(Data entries)
▼

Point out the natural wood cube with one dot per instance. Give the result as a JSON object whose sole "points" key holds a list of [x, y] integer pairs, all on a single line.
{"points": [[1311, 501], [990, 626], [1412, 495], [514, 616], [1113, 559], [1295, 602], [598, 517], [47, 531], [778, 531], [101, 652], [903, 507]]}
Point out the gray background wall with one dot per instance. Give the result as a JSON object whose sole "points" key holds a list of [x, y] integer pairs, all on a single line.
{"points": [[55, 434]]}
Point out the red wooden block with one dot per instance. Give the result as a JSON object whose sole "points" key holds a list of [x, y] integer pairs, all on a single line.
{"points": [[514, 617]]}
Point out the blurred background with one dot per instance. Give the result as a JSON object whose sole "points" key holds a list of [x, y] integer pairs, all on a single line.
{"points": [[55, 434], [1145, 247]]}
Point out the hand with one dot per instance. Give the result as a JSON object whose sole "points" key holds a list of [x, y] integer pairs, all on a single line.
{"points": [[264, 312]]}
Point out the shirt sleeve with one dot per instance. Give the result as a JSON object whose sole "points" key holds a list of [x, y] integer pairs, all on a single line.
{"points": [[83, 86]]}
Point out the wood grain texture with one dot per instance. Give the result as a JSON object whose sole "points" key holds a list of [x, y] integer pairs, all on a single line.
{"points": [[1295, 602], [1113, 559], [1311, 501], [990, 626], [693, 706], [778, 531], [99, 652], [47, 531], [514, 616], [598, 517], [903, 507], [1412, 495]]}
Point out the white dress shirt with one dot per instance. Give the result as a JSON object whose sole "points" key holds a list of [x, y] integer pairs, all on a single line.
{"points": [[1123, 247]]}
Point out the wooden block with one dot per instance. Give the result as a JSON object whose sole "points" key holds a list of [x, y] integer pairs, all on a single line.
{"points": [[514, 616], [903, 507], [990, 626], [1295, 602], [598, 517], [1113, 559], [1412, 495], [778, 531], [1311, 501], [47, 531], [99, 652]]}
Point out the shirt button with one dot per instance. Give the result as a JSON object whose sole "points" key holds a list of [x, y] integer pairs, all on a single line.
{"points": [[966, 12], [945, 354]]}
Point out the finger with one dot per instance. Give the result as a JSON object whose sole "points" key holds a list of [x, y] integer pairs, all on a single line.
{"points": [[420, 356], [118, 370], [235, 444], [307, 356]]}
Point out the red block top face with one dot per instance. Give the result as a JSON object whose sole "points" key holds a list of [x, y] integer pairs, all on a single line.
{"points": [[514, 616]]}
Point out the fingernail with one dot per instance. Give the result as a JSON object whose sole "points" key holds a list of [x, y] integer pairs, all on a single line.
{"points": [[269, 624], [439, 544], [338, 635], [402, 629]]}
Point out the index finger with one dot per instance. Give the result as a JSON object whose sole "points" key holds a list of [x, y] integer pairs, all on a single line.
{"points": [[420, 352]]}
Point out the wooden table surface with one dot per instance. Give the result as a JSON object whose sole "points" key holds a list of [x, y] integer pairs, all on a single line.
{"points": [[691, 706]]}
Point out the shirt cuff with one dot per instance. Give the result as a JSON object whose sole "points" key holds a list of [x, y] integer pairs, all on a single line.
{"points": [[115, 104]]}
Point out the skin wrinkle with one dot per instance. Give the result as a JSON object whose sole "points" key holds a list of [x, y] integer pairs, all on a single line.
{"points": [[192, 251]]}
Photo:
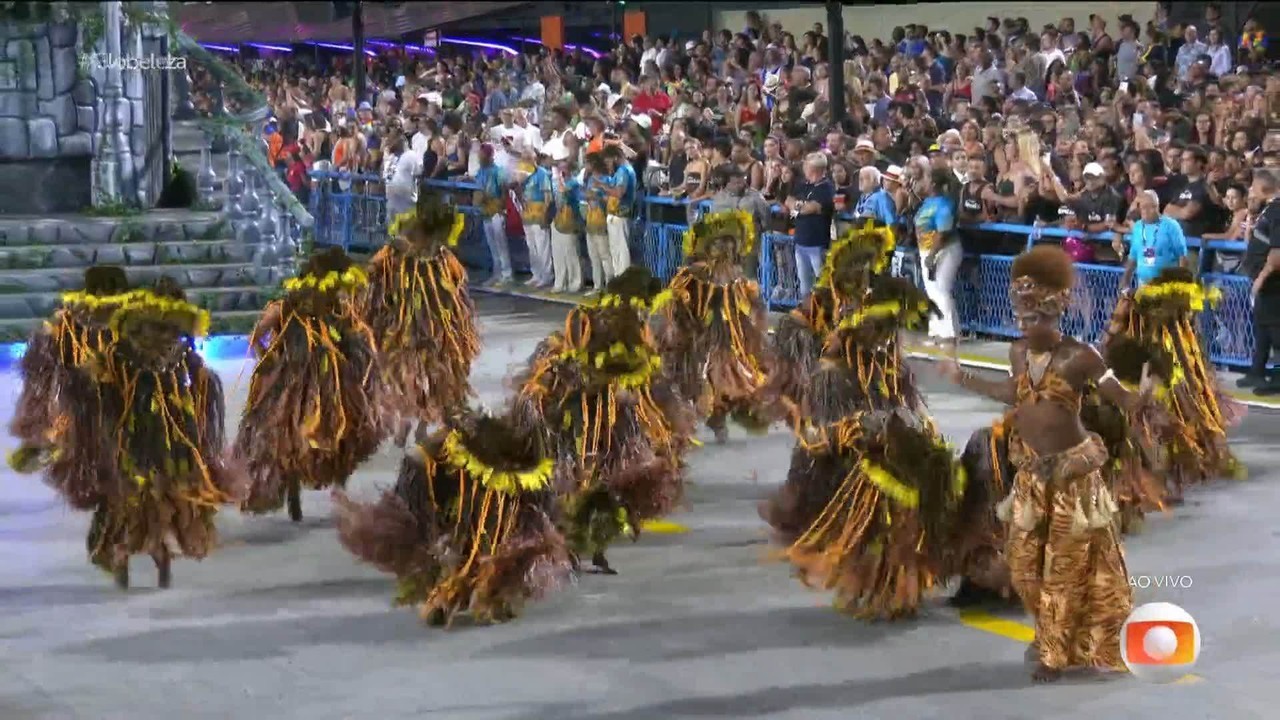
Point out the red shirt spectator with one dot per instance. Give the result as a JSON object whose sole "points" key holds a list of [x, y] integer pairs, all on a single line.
{"points": [[652, 100]]}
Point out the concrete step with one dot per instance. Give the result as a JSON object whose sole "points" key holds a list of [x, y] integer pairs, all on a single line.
{"points": [[247, 299], [63, 279], [181, 253], [158, 226]]}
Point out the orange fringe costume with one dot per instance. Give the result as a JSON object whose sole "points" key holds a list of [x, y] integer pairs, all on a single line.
{"points": [[1061, 546], [1161, 319], [467, 525], [853, 259], [149, 432], [618, 434], [712, 329], [423, 317], [312, 414], [867, 504]]}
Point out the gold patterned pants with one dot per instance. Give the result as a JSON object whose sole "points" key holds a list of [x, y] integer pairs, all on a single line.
{"points": [[1064, 556]]}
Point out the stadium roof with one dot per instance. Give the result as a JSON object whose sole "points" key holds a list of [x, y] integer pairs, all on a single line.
{"points": [[298, 22]]}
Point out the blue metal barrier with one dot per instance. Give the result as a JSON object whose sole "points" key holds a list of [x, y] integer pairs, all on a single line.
{"points": [[351, 213]]}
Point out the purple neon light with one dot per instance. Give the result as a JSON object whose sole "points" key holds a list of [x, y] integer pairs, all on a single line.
{"points": [[405, 45], [583, 48], [478, 44], [337, 46]]}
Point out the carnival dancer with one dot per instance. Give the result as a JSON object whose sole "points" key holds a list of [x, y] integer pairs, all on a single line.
{"points": [[312, 413], [140, 434], [841, 287], [421, 314], [618, 434], [1160, 319], [1061, 546], [865, 506], [712, 328], [467, 525]]}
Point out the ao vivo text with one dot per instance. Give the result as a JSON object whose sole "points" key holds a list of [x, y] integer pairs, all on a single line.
{"points": [[1160, 582]]}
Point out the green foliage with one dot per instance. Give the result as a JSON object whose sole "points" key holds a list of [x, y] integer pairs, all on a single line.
{"points": [[113, 210], [179, 190]]}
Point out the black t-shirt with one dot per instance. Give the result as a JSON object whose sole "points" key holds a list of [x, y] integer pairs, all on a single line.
{"points": [[1096, 206], [1264, 238], [1193, 191], [796, 100], [814, 229]]}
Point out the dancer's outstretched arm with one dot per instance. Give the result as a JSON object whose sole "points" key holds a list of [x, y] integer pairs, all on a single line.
{"points": [[1004, 390]]}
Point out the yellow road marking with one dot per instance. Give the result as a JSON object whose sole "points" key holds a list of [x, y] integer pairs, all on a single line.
{"points": [[988, 623], [663, 528]]}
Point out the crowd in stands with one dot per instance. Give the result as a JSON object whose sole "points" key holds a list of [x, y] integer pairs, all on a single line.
{"points": [[1143, 135]]}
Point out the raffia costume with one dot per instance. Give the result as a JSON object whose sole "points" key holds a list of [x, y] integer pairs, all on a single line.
{"points": [[1161, 320], [618, 434], [467, 525], [423, 317], [712, 329], [841, 288], [872, 486], [141, 441], [1061, 543], [312, 413]]}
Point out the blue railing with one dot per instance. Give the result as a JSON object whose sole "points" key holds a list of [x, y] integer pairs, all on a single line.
{"points": [[351, 213]]}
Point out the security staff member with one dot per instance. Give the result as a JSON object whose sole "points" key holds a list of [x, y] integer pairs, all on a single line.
{"points": [[1262, 264]]}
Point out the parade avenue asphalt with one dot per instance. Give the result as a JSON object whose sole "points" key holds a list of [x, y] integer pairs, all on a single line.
{"points": [[280, 623]]}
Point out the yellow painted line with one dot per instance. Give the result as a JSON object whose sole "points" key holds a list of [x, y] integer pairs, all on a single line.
{"points": [[1001, 364], [988, 623], [663, 528]]}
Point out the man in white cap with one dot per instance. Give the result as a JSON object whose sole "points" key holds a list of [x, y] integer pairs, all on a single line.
{"points": [[1097, 208], [536, 195]]}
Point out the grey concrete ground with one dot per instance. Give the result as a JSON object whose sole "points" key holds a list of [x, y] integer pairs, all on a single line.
{"points": [[280, 623]]}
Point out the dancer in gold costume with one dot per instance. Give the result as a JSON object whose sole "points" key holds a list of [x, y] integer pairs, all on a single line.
{"points": [[1160, 323], [135, 429], [618, 434], [312, 414], [467, 525], [845, 282], [423, 317], [1063, 550], [713, 328]]}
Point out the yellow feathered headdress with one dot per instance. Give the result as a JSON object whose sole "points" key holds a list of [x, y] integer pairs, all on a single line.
{"points": [[865, 246], [737, 224]]}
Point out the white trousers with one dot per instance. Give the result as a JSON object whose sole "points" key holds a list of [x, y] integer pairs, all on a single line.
{"points": [[566, 261], [941, 290], [539, 242], [620, 253], [598, 254], [496, 235]]}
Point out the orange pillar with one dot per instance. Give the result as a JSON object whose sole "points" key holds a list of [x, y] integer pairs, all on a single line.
{"points": [[632, 23], [553, 32]]}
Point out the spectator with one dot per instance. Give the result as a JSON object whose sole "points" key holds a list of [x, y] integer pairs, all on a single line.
{"points": [[940, 254], [492, 200], [874, 203], [1156, 242], [812, 206], [566, 261], [737, 195], [1191, 51]]}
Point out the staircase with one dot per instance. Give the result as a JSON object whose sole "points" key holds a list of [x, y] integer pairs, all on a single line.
{"points": [[42, 258]]}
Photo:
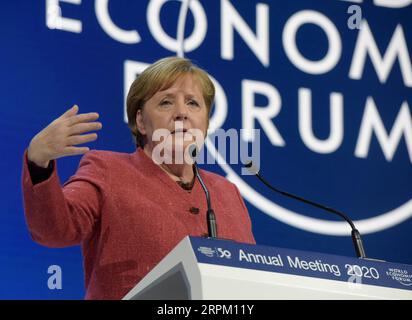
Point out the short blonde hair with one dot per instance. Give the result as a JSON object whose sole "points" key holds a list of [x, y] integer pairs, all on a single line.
{"points": [[160, 76]]}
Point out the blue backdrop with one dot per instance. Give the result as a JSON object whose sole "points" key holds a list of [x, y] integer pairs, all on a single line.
{"points": [[329, 89]]}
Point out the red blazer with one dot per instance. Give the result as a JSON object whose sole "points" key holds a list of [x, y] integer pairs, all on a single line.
{"points": [[127, 214]]}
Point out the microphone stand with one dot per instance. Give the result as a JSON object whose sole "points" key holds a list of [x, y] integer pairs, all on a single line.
{"points": [[356, 237]]}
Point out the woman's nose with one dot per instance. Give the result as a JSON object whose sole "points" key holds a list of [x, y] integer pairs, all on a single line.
{"points": [[180, 111]]}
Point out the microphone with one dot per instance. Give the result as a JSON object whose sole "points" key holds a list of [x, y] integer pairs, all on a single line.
{"points": [[210, 215], [356, 237]]}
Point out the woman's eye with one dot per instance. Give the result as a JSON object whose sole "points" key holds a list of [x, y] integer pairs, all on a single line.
{"points": [[165, 103], [193, 103]]}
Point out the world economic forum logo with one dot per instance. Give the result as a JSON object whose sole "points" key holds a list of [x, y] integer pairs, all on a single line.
{"points": [[284, 73]]}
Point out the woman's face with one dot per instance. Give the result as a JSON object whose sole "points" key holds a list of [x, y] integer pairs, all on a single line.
{"points": [[174, 118]]}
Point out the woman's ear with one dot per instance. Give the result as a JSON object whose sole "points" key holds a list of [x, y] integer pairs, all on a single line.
{"points": [[139, 122]]}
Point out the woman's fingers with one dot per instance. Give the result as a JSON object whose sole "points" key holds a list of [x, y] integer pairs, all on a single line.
{"points": [[79, 139], [71, 112], [72, 151], [84, 117], [84, 127]]}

▲

◆ WHAT NEEDS TO BE DONE
All lines from the one that contains "Point out the woman's face" through the end of the material are to be quoted exactly, with both ends included.

◆ EXERCISE RESPONSE
Point out the woman's face with one dot per instance. Give the result as a JSON object whose sole "points" key holds a list of [x, y] integer pairs, all on a single line.
{"points": [[174, 118]]}
Point out the woman's ear with one dot per instance. Give the result as a JSON object whose sole "points" key holds a list of [x, y] integer pairs, all on a single line.
{"points": [[139, 122]]}
Point out the woman's fingers with one dot per instance. Give the result as a JSON object whose sole "points" key holds a list of [x, y] integer pairs, all on a single line.
{"points": [[79, 139], [71, 112], [72, 151], [84, 117], [84, 127]]}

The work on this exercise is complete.